| Exercise instructions |
Lay out every line of the records below as a Markdown table with two columns, Row and Line, numbering each row and skipping any blank lines.

Collected data records:
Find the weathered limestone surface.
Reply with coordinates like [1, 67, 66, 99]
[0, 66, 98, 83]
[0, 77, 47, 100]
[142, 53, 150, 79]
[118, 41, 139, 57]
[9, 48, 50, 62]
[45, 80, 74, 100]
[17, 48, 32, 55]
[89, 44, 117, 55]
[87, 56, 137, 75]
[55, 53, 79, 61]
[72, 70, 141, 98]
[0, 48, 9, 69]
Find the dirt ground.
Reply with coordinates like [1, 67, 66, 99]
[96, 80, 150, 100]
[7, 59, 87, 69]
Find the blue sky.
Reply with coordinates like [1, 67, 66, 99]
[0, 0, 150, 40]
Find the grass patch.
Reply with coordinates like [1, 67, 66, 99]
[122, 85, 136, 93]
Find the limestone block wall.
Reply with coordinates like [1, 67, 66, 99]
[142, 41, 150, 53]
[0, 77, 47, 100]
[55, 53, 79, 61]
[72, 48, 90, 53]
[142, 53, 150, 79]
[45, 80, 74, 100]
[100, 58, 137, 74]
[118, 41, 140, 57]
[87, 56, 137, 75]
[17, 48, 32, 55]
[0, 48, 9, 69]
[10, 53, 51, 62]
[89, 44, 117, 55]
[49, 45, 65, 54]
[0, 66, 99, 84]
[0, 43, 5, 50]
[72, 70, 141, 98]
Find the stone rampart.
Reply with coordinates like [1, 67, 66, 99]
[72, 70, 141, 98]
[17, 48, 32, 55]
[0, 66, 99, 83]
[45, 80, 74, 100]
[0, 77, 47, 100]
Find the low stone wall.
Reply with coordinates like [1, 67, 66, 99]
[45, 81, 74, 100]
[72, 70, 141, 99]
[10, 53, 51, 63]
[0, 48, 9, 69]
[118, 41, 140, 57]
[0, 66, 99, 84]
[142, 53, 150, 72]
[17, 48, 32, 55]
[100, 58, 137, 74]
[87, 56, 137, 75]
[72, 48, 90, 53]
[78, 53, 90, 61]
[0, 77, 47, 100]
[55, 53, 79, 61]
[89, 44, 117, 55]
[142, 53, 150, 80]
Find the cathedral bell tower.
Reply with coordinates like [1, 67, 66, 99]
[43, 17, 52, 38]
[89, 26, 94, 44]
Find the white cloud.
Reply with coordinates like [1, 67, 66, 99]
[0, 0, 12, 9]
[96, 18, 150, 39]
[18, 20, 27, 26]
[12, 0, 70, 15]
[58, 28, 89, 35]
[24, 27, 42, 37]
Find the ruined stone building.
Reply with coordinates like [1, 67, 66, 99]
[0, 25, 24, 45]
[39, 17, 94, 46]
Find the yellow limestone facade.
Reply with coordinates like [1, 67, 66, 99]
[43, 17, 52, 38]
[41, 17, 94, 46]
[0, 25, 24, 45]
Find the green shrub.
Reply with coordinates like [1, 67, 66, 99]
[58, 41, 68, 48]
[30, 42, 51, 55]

| Written answer |
| Row | Line |
|---|---|
| 1 | Find the weathered limestone surface. |
| 2 | Reply with coordinates like [1, 67, 66, 99] |
| 3 | [0, 66, 98, 83] |
| 4 | [0, 77, 47, 100] |
| 5 | [142, 53, 150, 79] |
| 6 | [118, 41, 139, 57] |
| 7 | [9, 48, 50, 62] |
| 8 | [45, 80, 74, 100] |
| 9 | [17, 48, 32, 55] |
| 10 | [89, 44, 117, 55] |
| 11 | [87, 56, 137, 75] |
| 12 | [55, 53, 79, 61] |
| 13 | [72, 70, 141, 98] |
| 14 | [0, 48, 9, 69] |
| 15 | Find the dirt ground. |
| 16 | Reply with coordinates like [1, 67, 66, 99] |
| 17 | [96, 80, 150, 100] |
| 18 | [7, 59, 87, 69] |
| 19 | Find the blue sky. |
| 20 | Reply with coordinates like [1, 67, 66, 99] |
| 21 | [0, 0, 150, 40] |
| 22 | Find the grass patch. |
| 23 | Reply with coordinates like [1, 67, 66, 99] |
| 24 | [122, 85, 136, 93] |
| 25 | Find the limestone block wall. |
| 26 | Reply with coordinates like [1, 67, 66, 99] |
| 27 | [142, 41, 150, 53] |
| 28 | [0, 77, 47, 100] |
| 29 | [55, 53, 79, 61] |
| 30 | [72, 48, 90, 53] |
| 31 | [142, 53, 150, 79] |
| 32 | [45, 80, 74, 100] |
| 33 | [100, 58, 137, 74] |
| 34 | [118, 41, 140, 57] |
| 35 | [87, 56, 137, 75] |
| 36 | [17, 48, 32, 55] |
| 37 | [0, 48, 9, 69] |
| 38 | [10, 53, 51, 62] |
| 39 | [89, 44, 117, 55] |
| 40 | [49, 45, 65, 54] |
| 41 | [0, 66, 99, 84] |
| 42 | [0, 43, 5, 50] |
| 43 | [72, 70, 141, 98] |
| 44 | Find the stone rampart. |
| 45 | Reply with coordinates like [1, 67, 66, 99] |
| 46 | [72, 70, 141, 98] |
| 47 | [17, 48, 32, 55] |
| 48 | [0, 66, 99, 83] |
| 49 | [45, 80, 74, 100] |
| 50 | [0, 77, 47, 100] |
| 51 | Find the low stone wall. |
| 52 | Reply with coordinates like [1, 67, 66, 99] |
| 53 | [45, 81, 74, 100] |
| 54 | [72, 70, 141, 99] |
| 55 | [10, 53, 51, 63] |
| 56 | [0, 48, 9, 69] |
| 57 | [118, 41, 140, 57] |
| 58 | [0, 66, 99, 84] |
| 59 | [142, 53, 150, 72] |
| 60 | [17, 48, 32, 55] |
| 61 | [100, 58, 137, 74] |
| 62 | [87, 56, 137, 75] |
| 63 | [72, 48, 90, 53] |
| 64 | [78, 53, 90, 61] |
| 65 | [0, 77, 47, 100] |
| 66 | [55, 53, 79, 61] |
| 67 | [89, 44, 117, 55] |
| 68 | [142, 53, 150, 80] |
| 69 | Find the cathedral bell tower. |
| 70 | Reply with coordinates like [1, 67, 66, 99] |
| 71 | [43, 17, 52, 38] |
| 72 | [89, 26, 94, 44] |
| 73 | Find the white cloud. |
| 74 | Reply with coordinates like [1, 67, 66, 99] |
| 75 | [0, 0, 12, 9] |
| 76 | [96, 18, 150, 39] |
| 77 | [18, 20, 27, 26] |
| 78 | [12, 0, 70, 15] |
| 79 | [58, 28, 89, 35] |
| 80 | [24, 27, 42, 37] |
| 81 | Find the ruined stone building. |
| 82 | Reply with coordinates like [1, 67, 66, 99] |
| 83 | [0, 25, 24, 45] |
| 84 | [39, 17, 94, 46] |
| 85 | Find the yellow limestone facade. |
| 86 | Reply with coordinates like [1, 67, 66, 99] |
| 87 | [43, 17, 52, 38] |
| 88 | [41, 17, 94, 46] |
| 89 | [0, 25, 24, 45] |
| 90 | Find the green shrub. |
| 91 | Reply with coordinates like [1, 67, 66, 99] |
| 92 | [58, 41, 68, 48] |
| 93 | [30, 42, 51, 55] |